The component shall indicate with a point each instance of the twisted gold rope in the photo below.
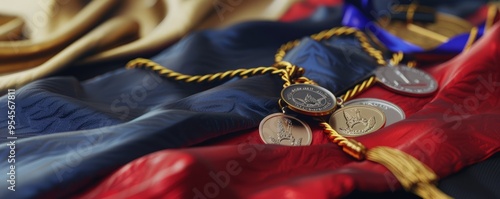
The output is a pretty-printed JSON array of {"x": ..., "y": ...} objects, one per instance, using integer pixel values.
[{"x": 165, "y": 72}]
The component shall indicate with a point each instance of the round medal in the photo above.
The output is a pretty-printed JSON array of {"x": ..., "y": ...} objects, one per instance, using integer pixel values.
[
  {"x": 283, "y": 129},
  {"x": 309, "y": 99},
  {"x": 356, "y": 120},
  {"x": 391, "y": 111},
  {"x": 405, "y": 80}
]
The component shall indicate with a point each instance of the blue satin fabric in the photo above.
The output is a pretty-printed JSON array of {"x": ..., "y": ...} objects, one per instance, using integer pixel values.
[
  {"x": 73, "y": 133},
  {"x": 362, "y": 13}
]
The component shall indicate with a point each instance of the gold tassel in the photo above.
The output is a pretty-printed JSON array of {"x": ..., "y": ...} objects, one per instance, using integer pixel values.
[{"x": 413, "y": 175}]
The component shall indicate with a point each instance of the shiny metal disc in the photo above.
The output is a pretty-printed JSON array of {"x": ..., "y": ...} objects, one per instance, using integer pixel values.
[
  {"x": 393, "y": 113},
  {"x": 286, "y": 130},
  {"x": 309, "y": 99},
  {"x": 405, "y": 80},
  {"x": 356, "y": 120}
]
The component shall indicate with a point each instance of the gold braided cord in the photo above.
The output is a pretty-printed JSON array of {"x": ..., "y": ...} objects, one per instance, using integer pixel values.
[
  {"x": 471, "y": 39},
  {"x": 413, "y": 175},
  {"x": 492, "y": 13},
  {"x": 349, "y": 146},
  {"x": 397, "y": 58},
  {"x": 165, "y": 72},
  {"x": 326, "y": 34},
  {"x": 359, "y": 88}
]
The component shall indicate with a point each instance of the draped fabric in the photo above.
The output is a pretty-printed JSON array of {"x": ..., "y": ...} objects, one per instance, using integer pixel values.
[
  {"x": 448, "y": 131},
  {"x": 77, "y": 32},
  {"x": 133, "y": 134}
]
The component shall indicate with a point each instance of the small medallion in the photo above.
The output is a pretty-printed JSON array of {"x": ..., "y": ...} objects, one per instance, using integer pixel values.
[
  {"x": 309, "y": 99},
  {"x": 286, "y": 130},
  {"x": 356, "y": 120},
  {"x": 405, "y": 80},
  {"x": 391, "y": 111}
]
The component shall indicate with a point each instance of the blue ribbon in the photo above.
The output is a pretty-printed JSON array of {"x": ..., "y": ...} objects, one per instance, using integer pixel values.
[{"x": 359, "y": 14}]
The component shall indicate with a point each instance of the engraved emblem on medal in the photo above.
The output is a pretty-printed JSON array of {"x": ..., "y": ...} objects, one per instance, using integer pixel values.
[
  {"x": 392, "y": 112},
  {"x": 309, "y": 99},
  {"x": 356, "y": 120},
  {"x": 405, "y": 80},
  {"x": 286, "y": 130}
]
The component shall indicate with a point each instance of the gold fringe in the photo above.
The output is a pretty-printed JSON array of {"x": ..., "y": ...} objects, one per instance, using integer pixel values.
[{"x": 413, "y": 175}]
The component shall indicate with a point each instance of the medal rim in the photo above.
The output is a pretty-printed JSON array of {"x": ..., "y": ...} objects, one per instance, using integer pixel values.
[
  {"x": 431, "y": 91},
  {"x": 307, "y": 127},
  {"x": 396, "y": 107},
  {"x": 353, "y": 106},
  {"x": 306, "y": 112}
]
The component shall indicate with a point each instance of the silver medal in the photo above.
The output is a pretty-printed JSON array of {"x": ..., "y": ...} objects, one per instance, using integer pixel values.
[{"x": 405, "y": 80}]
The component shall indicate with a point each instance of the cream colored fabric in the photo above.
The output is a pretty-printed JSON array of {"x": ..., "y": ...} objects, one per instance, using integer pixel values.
[{"x": 63, "y": 32}]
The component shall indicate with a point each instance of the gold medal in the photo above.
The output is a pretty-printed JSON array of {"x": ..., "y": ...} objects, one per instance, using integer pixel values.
[
  {"x": 356, "y": 120},
  {"x": 309, "y": 99},
  {"x": 286, "y": 130}
]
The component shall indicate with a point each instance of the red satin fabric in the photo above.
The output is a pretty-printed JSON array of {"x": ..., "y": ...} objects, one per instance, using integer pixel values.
[
  {"x": 456, "y": 127},
  {"x": 303, "y": 9}
]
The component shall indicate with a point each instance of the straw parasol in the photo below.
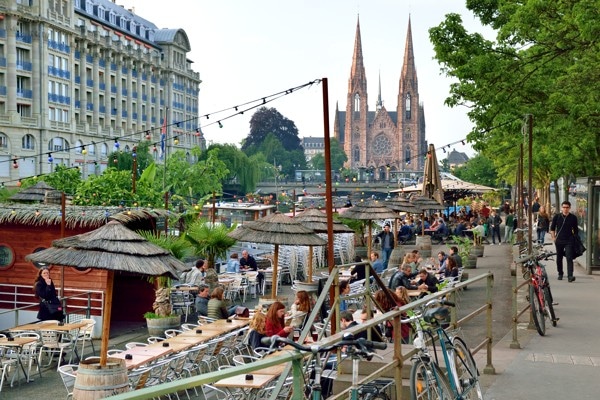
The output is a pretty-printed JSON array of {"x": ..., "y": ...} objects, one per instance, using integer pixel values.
[
  {"x": 369, "y": 211},
  {"x": 432, "y": 181},
  {"x": 112, "y": 247},
  {"x": 277, "y": 229},
  {"x": 317, "y": 221}
]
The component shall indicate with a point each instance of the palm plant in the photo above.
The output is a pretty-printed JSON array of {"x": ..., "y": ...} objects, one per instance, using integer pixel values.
[
  {"x": 180, "y": 249},
  {"x": 209, "y": 240}
]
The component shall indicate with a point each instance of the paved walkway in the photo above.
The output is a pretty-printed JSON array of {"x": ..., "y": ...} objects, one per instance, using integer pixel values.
[{"x": 563, "y": 364}]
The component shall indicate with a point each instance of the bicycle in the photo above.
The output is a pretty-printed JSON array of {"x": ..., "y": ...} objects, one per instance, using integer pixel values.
[
  {"x": 427, "y": 380},
  {"x": 540, "y": 297},
  {"x": 357, "y": 349}
]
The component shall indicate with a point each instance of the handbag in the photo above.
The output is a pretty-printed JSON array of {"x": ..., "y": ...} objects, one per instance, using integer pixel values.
[
  {"x": 578, "y": 247},
  {"x": 242, "y": 312},
  {"x": 53, "y": 306}
]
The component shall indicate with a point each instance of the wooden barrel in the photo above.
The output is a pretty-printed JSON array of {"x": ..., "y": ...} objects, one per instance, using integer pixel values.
[
  {"x": 424, "y": 246},
  {"x": 96, "y": 382}
]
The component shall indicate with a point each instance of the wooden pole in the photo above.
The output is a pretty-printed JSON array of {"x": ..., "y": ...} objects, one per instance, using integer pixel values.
[
  {"x": 106, "y": 317},
  {"x": 275, "y": 265}
]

--------------------------------------------------

> **Set task**
Return the listing above word for word, with the pictures removed.

> **Task response**
The component shall indicate with a point each instance of the twisted gold rope in the photo below.
The output is a pretty-printed JSON array of {"x": ..., "y": ...} objects, one per instance, using integer pixel values.
[{"x": 165, "y": 72}]
The component shall indicate with a point each instance of the round medal in the photo above.
The output is a pretty-printed JSON array of {"x": ..., "y": ...} objects, one per instance, using integer pixel values.
[
  {"x": 283, "y": 129},
  {"x": 309, "y": 99},
  {"x": 356, "y": 120},
  {"x": 391, "y": 111},
  {"x": 405, "y": 80}
]
The component shall indicate with a point each instance of the blue satin fabric in the photo above.
The output is a pretty-printed JSON array of {"x": ..., "y": ...} objects, one per instance, using integer pixel values.
[
  {"x": 73, "y": 133},
  {"x": 362, "y": 13}
]
The component shall indicate with a point each instance of the gold tassel in the photo above.
The output is a pretty-printed JSON array of {"x": ..., "y": ...} objects, one per instance, using integer pixel values.
[{"x": 413, "y": 175}]
The component shall indicate with a point each instance of the shiny metal disc in the photo above.
The output is a pretty-printed JSON array of {"x": ..., "y": ...} objects, one per instance, using integer pixel values.
[
  {"x": 393, "y": 113},
  {"x": 286, "y": 130},
  {"x": 309, "y": 99},
  {"x": 405, "y": 80},
  {"x": 356, "y": 120}
]
The component shall indicate with a point each instance of the gold braided cord in the photo above.
The output is a pretty-printed JSON array of {"x": ..., "y": ...} objects, one per instance, using integer pixel values.
[
  {"x": 471, "y": 39},
  {"x": 413, "y": 175},
  {"x": 492, "y": 13},
  {"x": 349, "y": 146},
  {"x": 397, "y": 58},
  {"x": 165, "y": 72},
  {"x": 326, "y": 34},
  {"x": 359, "y": 88}
]
The component shall indicate with a point each instance of the draped fabric in the photo above.
The output is a pretty-printed JSON array of {"x": ..., "y": ...} objects, one per instance, using integer pixel values.
[
  {"x": 448, "y": 131},
  {"x": 77, "y": 32},
  {"x": 133, "y": 134}
]
The component shall indicate with a point each instance of the small medallion in the photo above.
The output is a pretty-printed JSON array of {"x": ..., "y": ...} objects, one per instance, using integer pixel values.
[
  {"x": 309, "y": 99},
  {"x": 286, "y": 130},
  {"x": 356, "y": 120},
  {"x": 405, "y": 80},
  {"x": 391, "y": 111}
]
The component shall indicate with a point each instance of the blue ribbon in the photo above.
The output is a pretty-printed JSON array of {"x": ..., "y": ...} objects, one per instance, using integer pixel values.
[{"x": 359, "y": 14}]
The component shall indicate with a point each instance of the engraved emblem on medal in the photo above.
The output is a pretty-printed JSON array of {"x": ..., "y": ...} objects, one per instance, using integer pixel values.
[
  {"x": 392, "y": 112},
  {"x": 309, "y": 99},
  {"x": 356, "y": 120},
  {"x": 405, "y": 80},
  {"x": 286, "y": 130}
]
The component shall indicate with a point each instance of the gold fringe in the photo above.
The output is a pretty-printed JSON array of {"x": ..., "y": ...} objects, one per instance, using integer pixel values.
[{"x": 413, "y": 175}]
The component shall indicate with a point each instance of the medal rim in the photo above.
The output is a pretty-printed JSON array of {"x": ..., "y": ...} objects, one per instance, using integer pixel values.
[
  {"x": 431, "y": 91},
  {"x": 307, "y": 127},
  {"x": 396, "y": 107},
  {"x": 353, "y": 106},
  {"x": 306, "y": 112}
]
The component shall indicate with a point each instance of the silver medal in the photo above.
The output is a pretty-printed JSON array of {"x": ..., "y": ...} objects, one per instance, using integer pixel values.
[{"x": 405, "y": 80}]
The component shall indicate with a point each instance of the cream colored fabric in the photo above.
The output is a pretty-printed JSON array of {"x": ..., "y": ...} objects, one per instance, using integer pixel values.
[{"x": 63, "y": 32}]
The component shall indicate with a point each instance of the gold medal in the photo above.
The output is a pretty-printed JSON array of {"x": ..., "y": ...} objects, one per instance, using integer pixel values.
[
  {"x": 356, "y": 120},
  {"x": 309, "y": 99},
  {"x": 286, "y": 130}
]
The component shall indicate with a point each instance of the red satin fabric in the photo above.
The output is a pretty-printed JSON array of {"x": ..., "y": ...} objects, one per instance, using integer pixel values.
[
  {"x": 456, "y": 127},
  {"x": 303, "y": 9}
]
The component shall indicate with a point each instance of the straw parasol in the photo below.
The output is a pretty-printed JSON array of {"x": ..., "y": ...} objects, one per instance, using integer pixel values.
[
  {"x": 369, "y": 211},
  {"x": 432, "y": 181},
  {"x": 112, "y": 247},
  {"x": 277, "y": 229},
  {"x": 317, "y": 221}
]
The component shall indicate with a point each instance of the palm plant in the photo above.
The output is a pretty-printed JSON array of {"x": ..., "y": ...} objects, one per instance, using integer pixel values.
[
  {"x": 180, "y": 249},
  {"x": 209, "y": 240}
]
The component shall indicate with a point each instance of the paved walkway in the photo above.
The output is a pretty-printed JSON array of {"x": ..., "y": ...} objects, one per instance, using integer pixel values.
[{"x": 563, "y": 364}]
The component shall indicate with a point each instance of the bicycle in the photo above.
The output is a pretty-printed JSON array of {"x": ..., "y": ...} objects, one per instance, using integer pixel values.
[
  {"x": 427, "y": 380},
  {"x": 540, "y": 297},
  {"x": 357, "y": 349}
]
The component shall indicate with a point each instance of the handbag in the photo above.
The output is a pretty-printed JSON array of {"x": ..., "y": ...} objects, one per instance, using integer pixel values.
[
  {"x": 578, "y": 247},
  {"x": 242, "y": 312},
  {"x": 53, "y": 306}
]
The component shall indicate with a point each instance of the wooden barrel in the photo above.
The output is a pretty-printed JSON array of {"x": ..., "y": ...} objects, one per instance, using integer pixel values.
[
  {"x": 424, "y": 246},
  {"x": 96, "y": 382}
]
The component shall indicate with a point each instance of the wooden pole in the photo above.
The output is a pretty-printed JSON array of {"x": ..., "y": ...} objects, one per instance, using integer pixel values.
[
  {"x": 106, "y": 317},
  {"x": 275, "y": 265}
]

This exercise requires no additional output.